=== EXTRACTED DATA ===
◆ ◆ ◆ ◆

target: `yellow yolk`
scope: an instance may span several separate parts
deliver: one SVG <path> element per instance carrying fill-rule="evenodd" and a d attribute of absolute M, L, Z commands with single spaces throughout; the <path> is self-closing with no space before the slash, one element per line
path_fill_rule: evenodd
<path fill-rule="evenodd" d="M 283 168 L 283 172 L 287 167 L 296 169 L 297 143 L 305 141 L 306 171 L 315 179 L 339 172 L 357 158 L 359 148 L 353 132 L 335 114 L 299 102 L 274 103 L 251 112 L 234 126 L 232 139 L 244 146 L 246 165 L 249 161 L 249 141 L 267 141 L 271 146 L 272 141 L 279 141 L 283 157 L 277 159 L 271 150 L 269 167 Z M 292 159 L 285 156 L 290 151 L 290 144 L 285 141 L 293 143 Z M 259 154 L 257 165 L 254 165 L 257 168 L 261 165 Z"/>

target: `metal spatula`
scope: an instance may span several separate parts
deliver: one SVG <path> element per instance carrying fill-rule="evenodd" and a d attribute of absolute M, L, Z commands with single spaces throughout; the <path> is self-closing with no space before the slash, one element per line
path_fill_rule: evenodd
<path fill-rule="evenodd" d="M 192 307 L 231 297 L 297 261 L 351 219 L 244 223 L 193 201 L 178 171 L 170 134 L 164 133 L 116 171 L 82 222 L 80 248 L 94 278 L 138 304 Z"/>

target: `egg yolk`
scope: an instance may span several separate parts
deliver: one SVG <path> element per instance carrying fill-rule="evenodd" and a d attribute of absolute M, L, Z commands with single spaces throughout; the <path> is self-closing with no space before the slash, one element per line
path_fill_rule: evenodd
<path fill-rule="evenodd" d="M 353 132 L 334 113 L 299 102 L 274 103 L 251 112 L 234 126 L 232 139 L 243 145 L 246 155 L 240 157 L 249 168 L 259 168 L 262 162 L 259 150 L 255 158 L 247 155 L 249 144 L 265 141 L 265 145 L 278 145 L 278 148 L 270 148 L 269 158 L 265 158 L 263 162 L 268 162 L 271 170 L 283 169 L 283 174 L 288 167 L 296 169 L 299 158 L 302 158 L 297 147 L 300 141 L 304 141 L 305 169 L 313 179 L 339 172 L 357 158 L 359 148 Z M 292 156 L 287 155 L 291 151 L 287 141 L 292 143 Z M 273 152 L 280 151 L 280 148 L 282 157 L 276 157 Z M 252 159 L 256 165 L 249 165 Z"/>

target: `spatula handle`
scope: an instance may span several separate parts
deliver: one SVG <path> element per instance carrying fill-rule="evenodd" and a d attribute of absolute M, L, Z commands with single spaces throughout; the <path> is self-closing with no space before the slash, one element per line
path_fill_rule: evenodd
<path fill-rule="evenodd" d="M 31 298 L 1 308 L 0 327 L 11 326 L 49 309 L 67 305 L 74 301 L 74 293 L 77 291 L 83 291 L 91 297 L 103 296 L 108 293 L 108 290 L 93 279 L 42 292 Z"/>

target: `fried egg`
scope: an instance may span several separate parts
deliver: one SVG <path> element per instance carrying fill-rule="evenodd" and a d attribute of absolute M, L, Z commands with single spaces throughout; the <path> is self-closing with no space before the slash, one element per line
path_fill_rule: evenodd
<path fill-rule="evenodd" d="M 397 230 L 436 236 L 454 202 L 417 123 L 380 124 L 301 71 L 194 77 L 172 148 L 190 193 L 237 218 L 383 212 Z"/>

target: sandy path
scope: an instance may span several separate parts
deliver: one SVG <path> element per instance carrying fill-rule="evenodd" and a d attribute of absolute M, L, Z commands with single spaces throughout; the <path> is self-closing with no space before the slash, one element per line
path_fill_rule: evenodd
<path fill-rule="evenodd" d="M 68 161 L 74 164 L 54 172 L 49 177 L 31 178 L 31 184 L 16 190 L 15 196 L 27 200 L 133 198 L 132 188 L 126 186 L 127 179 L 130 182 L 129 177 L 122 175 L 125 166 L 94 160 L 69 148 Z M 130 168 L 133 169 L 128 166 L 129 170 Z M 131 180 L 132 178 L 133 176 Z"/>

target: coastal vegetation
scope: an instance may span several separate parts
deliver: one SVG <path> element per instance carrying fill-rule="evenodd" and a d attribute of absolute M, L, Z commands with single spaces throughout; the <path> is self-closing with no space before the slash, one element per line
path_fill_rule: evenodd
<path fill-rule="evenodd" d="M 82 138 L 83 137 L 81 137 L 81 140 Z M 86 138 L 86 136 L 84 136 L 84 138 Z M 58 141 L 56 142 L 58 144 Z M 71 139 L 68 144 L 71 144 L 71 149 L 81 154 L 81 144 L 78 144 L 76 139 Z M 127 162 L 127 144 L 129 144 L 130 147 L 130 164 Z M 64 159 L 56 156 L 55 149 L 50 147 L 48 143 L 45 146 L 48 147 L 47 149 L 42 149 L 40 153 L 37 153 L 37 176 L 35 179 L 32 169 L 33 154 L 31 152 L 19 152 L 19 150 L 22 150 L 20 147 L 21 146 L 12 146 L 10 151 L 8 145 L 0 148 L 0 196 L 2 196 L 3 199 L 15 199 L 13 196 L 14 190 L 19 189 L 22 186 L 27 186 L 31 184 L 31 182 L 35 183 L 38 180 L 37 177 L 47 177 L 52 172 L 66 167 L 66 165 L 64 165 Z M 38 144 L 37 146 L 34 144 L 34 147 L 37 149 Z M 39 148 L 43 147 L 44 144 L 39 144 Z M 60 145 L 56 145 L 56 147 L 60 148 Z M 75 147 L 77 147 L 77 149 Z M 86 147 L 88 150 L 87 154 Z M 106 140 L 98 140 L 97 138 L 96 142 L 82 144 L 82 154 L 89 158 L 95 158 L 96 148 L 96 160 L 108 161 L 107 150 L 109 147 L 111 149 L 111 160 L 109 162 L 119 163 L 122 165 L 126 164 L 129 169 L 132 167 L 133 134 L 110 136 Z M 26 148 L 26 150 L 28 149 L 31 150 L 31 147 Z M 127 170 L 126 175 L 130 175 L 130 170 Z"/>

◆ ◆ ◆ ◆

=== DIRECTIONS ===
Copy every entry above verbatim, line by line and in the same order.

=== ANSWER TO THE EXERCISE ===
target: `yellow yolk`
scope: an instance may span several separate parts
deliver: one SVG <path> element per instance carrying fill-rule="evenodd" and a d attribute of absolute M, L, Z commands with single spaces throughout; the <path> is self-closing with no space before the slash, one element per line
path_fill_rule: evenodd
<path fill-rule="evenodd" d="M 283 168 L 283 172 L 287 167 L 296 169 L 297 143 L 305 141 L 306 171 L 315 179 L 339 172 L 357 158 L 359 148 L 353 132 L 335 114 L 299 102 L 274 103 L 251 112 L 234 126 L 232 139 L 244 146 L 246 165 L 249 161 L 249 141 L 267 141 L 271 146 L 272 141 L 279 141 L 283 157 L 277 159 L 271 150 L 269 167 Z M 292 159 L 285 156 L 290 151 L 290 144 L 285 141 L 293 143 Z M 259 154 L 257 165 L 254 165 L 257 168 L 261 165 Z"/>

target: `metal spatula`
scope: an instance may span several separate parts
deliver: one SVG <path> element per instance carrying fill-rule="evenodd" and a d attribute of absolute M, L, Z commands with single spaces throughout; the <path> is self-closing with no space before the slash, one element per line
path_fill_rule: evenodd
<path fill-rule="evenodd" d="M 192 307 L 231 297 L 297 261 L 351 219 L 244 223 L 193 201 L 178 171 L 170 134 L 164 133 L 116 171 L 82 222 L 80 248 L 94 278 L 138 304 Z"/>

target: `egg yolk`
scope: an instance may span several separate parts
deliver: one SVG <path> element per instance carrying fill-rule="evenodd" and a d attribute of absolute M, L, Z commands with single spaces throughout; the <path> is self-closing with no space before the slash, one element per line
path_fill_rule: evenodd
<path fill-rule="evenodd" d="M 353 132 L 334 113 L 299 102 L 274 103 L 251 112 L 234 126 L 232 139 L 243 145 L 246 155 L 240 157 L 249 168 L 259 168 L 262 162 L 259 150 L 255 158 L 247 155 L 249 144 L 265 141 L 265 145 L 278 145 L 278 148 L 270 148 L 269 158 L 265 158 L 263 162 L 268 162 L 271 170 L 283 169 L 283 174 L 288 167 L 296 169 L 299 158 L 302 158 L 297 147 L 300 141 L 304 141 L 305 169 L 313 179 L 339 172 L 357 158 L 359 148 Z M 292 156 L 287 155 L 291 151 L 287 141 L 292 143 Z M 273 152 L 280 151 L 280 148 L 282 157 L 276 157 Z M 252 159 L 256 165 L 249 165 Z"/>

target: `spatula handle`
scope: an instance may span several separate parts
deliver: one SVG <path> element per instance carrying fill-rule="evenodd" and a d attribute of absolute M, L, Z commands with single spaces throughout; the <path> is self-closing with no space before the slash, one element per line
path_fill_rule: evenodd
<path fill-rule="evenodd" d="M 31 298 L 1 308 L 0 327 L 11 326 L 49 309 L 67 305 L 74 301 L 74 293 L 77 291 L 83 291 L 91 297 L 103 296 L 108 293 L 108 290 L 93 279 L 42 292 Z"/>

target: `fried egg`
scope: an instance may span several separate parts
deliver: one SVG <path> element per instance carrying fill-rule="evenodd" and a d attribute of absolute M, L, Z commands with single spaces throughout; the <path> is self-closing with no space before the slash, one element per line
path_fill_rule: evenodd
<path fill-rule="evenodd" d="M 397 230 L 436 236 L 454 202 L 417 123 L 380 124 L 301 71 L 194 77 L 172 148 L 190 193 L 237 218 L 383 212 Z"/>

target: sandy path
scope: an instance may span several separate parts
deliver: one SVG <path> element per instance carrying fill-rule="evenodd" and a d attribute of absolute M, L, Z commands with single spaces throughout; the <path> is self-closing with no space before the slash, one element per line
path_fill_rule: evenodd
<path fill-rule="evenodd" d="M 68 161 L 74 164 L 54 172 L 49 177 L 31 178 L 31 184 L 16 190 L 15 196 L 27 200 L 133 198 L 132 188 L 126 186 L 127 179 L 130 182 L 129 177 L 122 175 L 125 166 L 94 160 L 69 148 Z M 130 168 L 133 169 L 128 166 L 129 170 Z M 131 180 L 132 178 L 133 176 Z"/>

target: coastal vegetation
scope: an instance may span several separate parts
deliver: one SVG <path> element per instance carrying fill-rule="evenodd" and a d attribute of absolute M, L, Z commands with single spaces throughout; the <path> is self-closing with no space before the slash, one element per line
path_fill_rule: evenodd
<path fill-rule="evenodd" d="M 82 138 L 83 137 L 81 137 L 81 140 Z M 86 138 L 86 136 L 84 136 L 84 138 Z M 58 141 L 56 142 L 58 144 Z M 71 139 L 68 144 L 71 144 L 71 149 L 81 154 L 81 144 L 78 144 L 76 139 Z M 127 162 L 127 144 L 129 144 L 130 147 L 130 164 Z M 64 159 L 56 156 L 55 149 L 50 147 L 48 143 L 45 146 L 48 147 L 47 149 L 42 149 L 40 153 L 37 153 L 37 176 L 35 179 L 32 169 L 33 154 L 31 152 L 19 152 L 19 150 L 22 150 L 20 147 L 21 146 L 12 146 L 10 151 L 8 145 L 0 148 L 0 196 L 2 196 L 3 199 L 15 199 L 13 196 L 14 190 L 19 189 L 22 186 L 27 186 L 31 184 L 31 182 L 35 183 L 38 180 L 37 177 L 47 177 L 52 172 L 66 167 L 66 165 L 64 165 Z M 38 144 L 37 146 L 34 144 L 34 147 L 37 149 Z M 39 148 L 43 147 L 44 144 L 39 144 Z M 60 145 L 56 145 L 56 147 L 60 148 Z M 75 147 L 77 147 L 77 149 Z M 86 147 L 88 150 L 87 154 Z M 106 140 L 98 140 L 97 138 L 96 142 L 82 144 L 82 154 L 89 158 L 95 158 L 96 148 L 96 160 L 108 161 L 107 150 L 109 147 L 111 149 L 111 160 L 109 162 L 119 163 L 122 165 L 126 164 L 129 169 L 132 167 L 133 134 L 110 136 Z M 26 148 L 26 150 L 28 149 L 31 150 L 31 147 Z M 127 170 L 126 175 L 130 175 L 130 170 Z"/>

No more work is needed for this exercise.